▶ _Source text_:

When the clock struck 7 p.m. on Friday, Jim Sawitzke was exactly where he was supposed to be, doing exactly what he was supposed to do.
As the co-president of the Mountain Pointe High School Football Booster Club and football player Kevin Sawitzke’s dad, he was on the sideline at Hamilton High School, watching the Pride kick off their game against the Huskies.
Given all that had happened since news broke about Justin Hager, the former girls’ basketball head coach and assistant football coach, sending team strategy and game plans to football and men’s basketball opponents — the initial shock, the anger, the answerless questions, the national coverage — just getting to the football game was noteworthy to Sawitzke.
“This is really the first time in the last couple of weeks that things have felt normal,” Sawitzke said.
But for how long? The incident has triggered discussion about the win at all costs mentality of competitive sports and the far-reaching impact Hager’s choices could have.
“Now you’ve sent this message that you can’t trust adults,” said Dr. Eric Legg, an assistant professor at Arizona State’s School of Community Resources who has done extensive research on the impact that coaching has on youth in sports. “I think that’s going to hamper those athletes’ interactions with future adults.”
For David Hinojosa, the father of three former Pride football players, the risk Hager took suggests a sports landscape that puts too much emphasis on winning.
“I think we have to look at ourselves, as parents, and say that, in a sense, we almost created this atmosphere,” he said. “Because we tell our coaches, ‘We want to win.’ We tell our teams, ‘We want to win.’ When we don’t, they lose their jobs.”
Suddenly, an Arizona community found itself in the national spotlight. Reporters descended on the Friday night game Mountain Pointe lost 42-13. Three of Phoenix’s local television stations had reporters on-site, and AZFamily Channel 3TV/CBS5 had its helicopter circle the field late in the first half.
The feelings that this saga produced remained as fresh as ever for the parents of Pride football players.

▶ _Written problem A_: In the article on the Mountain Pointe football team, what was the final score of the Friday night game?

▶ _Given data_:
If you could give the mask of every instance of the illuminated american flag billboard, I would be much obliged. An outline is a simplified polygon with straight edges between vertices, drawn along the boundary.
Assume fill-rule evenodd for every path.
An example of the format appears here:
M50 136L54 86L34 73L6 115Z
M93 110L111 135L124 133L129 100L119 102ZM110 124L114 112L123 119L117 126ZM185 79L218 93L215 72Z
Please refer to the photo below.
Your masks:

▶ _Written problem B_: Please update the entries above by replacing "outline" with "contour", keeping everything else unchanged.

▶ _Expected answer A_: Mountain Pointe lost 42-13.

▶ _Expected answer B_:
If you could give the mask of every instance of the illuminated american flag billboard, I would be much obliged. An contour is a simplified polygon with straight edges between vertices, drawn along the boundary.
Assume fill-rule evenodd for every path.
An example of the format appears here:
M50 136L54 86L34 73L6 115Z
M93 110L111 135L124 133L129 100L119 102ZM110 124L114 112L123 119L117 126ZM185 79L218 93L215 72Z
Please refer to the photo below.
Your masks:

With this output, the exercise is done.